**Required task:**
Repeat the material below word for word and leave out all pictures.

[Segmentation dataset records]
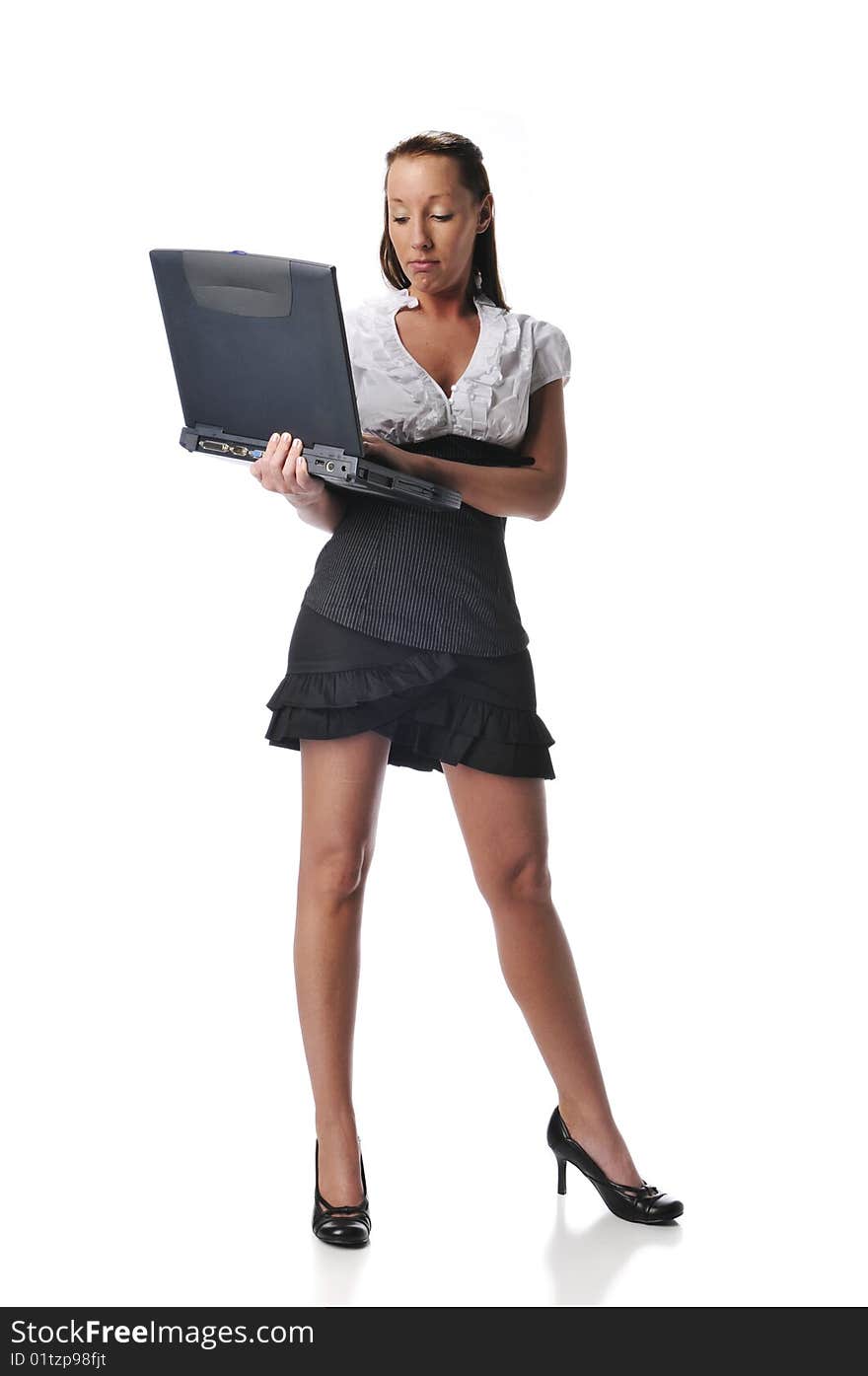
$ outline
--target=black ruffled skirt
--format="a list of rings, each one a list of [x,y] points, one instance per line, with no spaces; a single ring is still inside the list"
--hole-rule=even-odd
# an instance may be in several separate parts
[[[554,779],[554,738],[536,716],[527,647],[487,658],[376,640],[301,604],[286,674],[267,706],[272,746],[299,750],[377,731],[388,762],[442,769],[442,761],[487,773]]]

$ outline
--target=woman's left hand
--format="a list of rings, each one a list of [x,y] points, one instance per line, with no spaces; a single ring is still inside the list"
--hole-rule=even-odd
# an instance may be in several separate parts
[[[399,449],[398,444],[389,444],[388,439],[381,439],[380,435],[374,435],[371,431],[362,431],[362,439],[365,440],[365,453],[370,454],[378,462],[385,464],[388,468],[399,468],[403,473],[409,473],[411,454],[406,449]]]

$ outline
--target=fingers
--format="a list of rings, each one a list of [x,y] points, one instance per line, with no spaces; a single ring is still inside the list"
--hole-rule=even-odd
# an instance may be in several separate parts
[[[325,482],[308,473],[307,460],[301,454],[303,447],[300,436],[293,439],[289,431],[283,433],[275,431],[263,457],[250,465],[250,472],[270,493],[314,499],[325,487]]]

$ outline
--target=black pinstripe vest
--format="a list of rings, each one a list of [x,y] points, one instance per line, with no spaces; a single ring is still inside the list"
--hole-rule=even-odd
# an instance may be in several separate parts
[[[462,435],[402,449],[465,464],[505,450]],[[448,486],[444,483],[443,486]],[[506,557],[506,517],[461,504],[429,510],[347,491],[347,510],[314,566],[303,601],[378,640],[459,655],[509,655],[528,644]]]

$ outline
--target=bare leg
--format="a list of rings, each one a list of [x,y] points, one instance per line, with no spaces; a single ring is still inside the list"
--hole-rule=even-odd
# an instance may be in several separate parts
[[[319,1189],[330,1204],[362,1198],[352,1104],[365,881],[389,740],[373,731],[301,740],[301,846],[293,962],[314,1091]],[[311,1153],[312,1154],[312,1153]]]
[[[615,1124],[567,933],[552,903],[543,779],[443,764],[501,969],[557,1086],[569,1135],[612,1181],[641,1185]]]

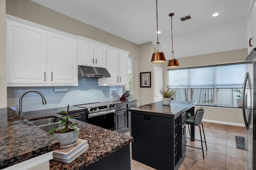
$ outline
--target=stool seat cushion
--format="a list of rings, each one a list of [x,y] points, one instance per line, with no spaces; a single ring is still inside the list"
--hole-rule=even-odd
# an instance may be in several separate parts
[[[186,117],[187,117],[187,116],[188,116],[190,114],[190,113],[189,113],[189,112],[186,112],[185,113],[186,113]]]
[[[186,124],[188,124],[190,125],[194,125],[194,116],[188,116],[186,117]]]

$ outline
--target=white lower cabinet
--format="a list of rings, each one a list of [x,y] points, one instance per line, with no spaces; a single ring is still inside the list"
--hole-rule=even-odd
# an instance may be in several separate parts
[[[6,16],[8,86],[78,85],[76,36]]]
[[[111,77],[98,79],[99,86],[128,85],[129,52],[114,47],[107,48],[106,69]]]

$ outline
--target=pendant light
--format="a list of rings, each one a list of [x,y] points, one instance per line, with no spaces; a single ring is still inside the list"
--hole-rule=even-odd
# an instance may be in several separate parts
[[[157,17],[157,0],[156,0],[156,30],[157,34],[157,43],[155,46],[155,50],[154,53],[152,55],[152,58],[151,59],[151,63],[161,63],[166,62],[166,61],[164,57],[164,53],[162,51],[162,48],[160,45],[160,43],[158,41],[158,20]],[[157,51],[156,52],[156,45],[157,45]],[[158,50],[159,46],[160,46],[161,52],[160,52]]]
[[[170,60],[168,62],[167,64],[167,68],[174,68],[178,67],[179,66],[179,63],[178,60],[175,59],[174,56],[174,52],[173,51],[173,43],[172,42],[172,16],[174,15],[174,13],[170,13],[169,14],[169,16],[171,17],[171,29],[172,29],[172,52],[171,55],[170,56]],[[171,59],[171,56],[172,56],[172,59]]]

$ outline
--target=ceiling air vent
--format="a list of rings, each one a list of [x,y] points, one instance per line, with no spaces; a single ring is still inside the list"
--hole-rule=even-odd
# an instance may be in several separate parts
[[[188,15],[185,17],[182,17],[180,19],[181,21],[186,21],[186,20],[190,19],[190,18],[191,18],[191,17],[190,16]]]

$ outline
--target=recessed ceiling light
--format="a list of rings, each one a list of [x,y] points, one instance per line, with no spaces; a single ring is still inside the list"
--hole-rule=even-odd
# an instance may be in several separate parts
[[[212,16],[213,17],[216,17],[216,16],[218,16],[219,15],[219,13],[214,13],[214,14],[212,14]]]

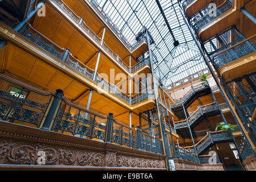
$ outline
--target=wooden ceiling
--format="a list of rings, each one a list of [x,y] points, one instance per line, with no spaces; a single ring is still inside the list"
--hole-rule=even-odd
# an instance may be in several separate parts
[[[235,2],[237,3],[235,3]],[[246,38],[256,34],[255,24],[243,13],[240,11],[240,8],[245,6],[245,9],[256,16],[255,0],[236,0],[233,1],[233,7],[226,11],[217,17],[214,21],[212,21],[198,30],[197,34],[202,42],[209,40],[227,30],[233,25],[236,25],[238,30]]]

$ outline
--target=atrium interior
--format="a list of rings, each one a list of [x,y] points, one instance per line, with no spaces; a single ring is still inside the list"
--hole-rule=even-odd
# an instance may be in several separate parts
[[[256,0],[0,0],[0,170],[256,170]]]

**Output for this task:**
$ outline
--target=black ruffled skirt
--format="a list of rings, each one a list of [x,y] points, one instance per line, with no spaces; a single ring is still inside the list"
--hole-rule=even-odd
# an instance may be in several separate parts
[[[554,779],[554,738],[536,716],[527,647],[487,658],[376,640],[301,604],[286,674],[267,706],[272,746],[299,750],[377,731],[388,762],[442,769],[442,761],[487,773]]]

$ outline
--target=woman's left hand
--format="a list of rings, each one a list of [x,y] points, one instance per line, with no spaces; a single ring is still inside the list"
--hole-rule=even-odd
# an instance may be in several separate parts
[[[399,449],[398,444],[389,444],[388,439],[381,439],[380,435],[374,435],[371,431],[362,431],[362,439],[365,440],[365,453],[370,454],[378,462],[385,464],[388,468],[399,468],[403,473],[409,473],[411,454],[406,449]]]

$ outline
--target=fingers
--format="a list of rings, each one a list of [x,y] points, one instance per line, with no spaces; a single ring is still inside the list"
--hole-rule=even-odd
# an instance may be in several separate parts
[[[325,482],[308,473],[307,460],[301,454],[303,447],[300,436],[293,439],[289,431],[283,433],[275,431],[263,457],[250,465],[250,472],[270,493],[314,499],[325,487]]]

$ outline
--target=black pinstripe vest
--format="a list of rings, each one a list of [x,y] points, one instance per line, with no spaces; a single ring is still inside the list"
--hole-rule=even-odd
# an instance may be in several separate parts
[[[462,435],[402,449],[465,464],[505,450]],[[448,486],[444,483],[443,486]],[[506,557],[506,517],[461,504],[429,510],[347,491],[347,510],[314,566],[303,601],[378,640],[459,655],[509,655],[528,644]]]

$ outline
--target=bare leg
--format="a list of rings, each one a list of [x,y] points, one instance per line, with no spaces; a single ring is still inside the list"
--hole-rule=even-odd
# an instance may be in several separate parts
[[[319,1189],[330,1204],[362,1198],[352,1104],[365,881],[389,740],[373,731],[301,740],[301,846],[293,962],[314,1091]],[[311,1153],[312,1154],[312,1153]]]
[[[615,1124],[567,933],[552,903],[543,779],[443,764],[501,969],[557,1086],[569,1135],[612,1181],[641,1185]]]

$ outline
--target=stool seat cushion
--format="a list of rings, each one a list of [x,y] points, one instance per line, with no spaces; a single ring is still inside the list"
--hole-rule=even-odd
# an instance may be in several separate parts
[[[186,117],[187,117],[187,116],[188,116],[190,114],[190,113],[189,113],[189,112],[186,112],[185,113],[186,113]]]
[[[186,124],[188,124],[190,125],[194,125],[194,116],[188,116],[186,117]]]

$ outline
--target=white lower cabinet
--format="a list of rings, each one a list of [x,y] points, one instance per line, with no spaces; a single ring is still inside the list"
--hole-rule=even-odd
# an instance may be in several separate parts
[[[6,16],[8,86],[78,85],[76,36]]]
[[[111,77],[98,79],[99,86],[128,85],[129,52],[114,47],[107,48],[106,69]]]

$ outline
--target=pendant light
--format="a list of rings, each one a list of [x,y] points, one instance per line, with no spaces; a single ring is still inside the list"
--hole-rule=even-odd
# an instance may be in several separate parts
[[[157,17],[157,0],[156,0],[156,30],[157,34],[157,43],[155,46],[155,50],[154,53],[152,55],[152,58],[151,59],[151,63],[161,63],[166,62],[166,61],[164,57],[164,53],[162,51],[162,48],[160,45],[160,43],[158,41],[158,20]],[[157,51],[156,52],[156,45],[157,45]],[[158,50],[159,46],[160,46],[161,52],[160,52]]]
[[[170,60],[168,62],[167,64],[167,68],[174,68],[178,67],[179,66],[179,63],[178,60],[175,59],[174,56],[174,52],[173,51],[173,43],[172,42],[172,16],[174,15],[174,13],[170,13],[169,14],[169,16],[171,17],[171,29],[172,29],[172,52],[171,55],[170,56]],[[171,59],[171,56],[172,56],[172,59]]]

$ outline
--target=ceiling air vent
--format="a list of rings, each one a list of [x,y] points, one instance per line, with no spaces; a single ring is still inside the list"
--hole-rule=even-odd
# an instance may be in several separate parts
[[[188,15],[185,17],[182,17],[180,19],[181,21],[186,21],[186,20],[190,19],[190,18],[191,18],[191,17],[190,16]]]

$ outline
--target=recessed ceiling light
--format="a list of rings, each one a list of [x,y] points, one instance per line, with no spaces; a single ring is still inside the list"
--hole-rule=even-odd
# an instance may be in several separate parts
[[[212,16],[213,17],[216,17],[216,16],[218,16],[219,15],[219,13],[214,13],[214,14],[212,14]]]

$ outline
--target=wooden ceiling
--format="a list of rings, each one a list of [x,y] points, one instance per line, with no spaces; a single ring is still inside the list"
--hole-rule=even-odd
# an instance may be in several separate parts
[[[235,2],[237,3],[235,3]],[[246,38],[256,34],[255,24],[243,13],[240,11],[240,8],[245,6],[245,9],[256,16],[255,0],[236,0],[233,1],[233,7],[226,11],[217,17],[214,21],[212,21],[198,30],[197,34],[202,42],[209,40],[227,30],[233,25],[236,25],[238,30]]]

$ outline
--target=atrium interior
--format="a list of rings, each one a list of [x,y] points, one instance per line, with no spaces; a single ring is still inside the list"
--hole-rule=even-odd
# an instance may be in several separate parts
[[[256,0],[0,0],[0,170],[256,170]]]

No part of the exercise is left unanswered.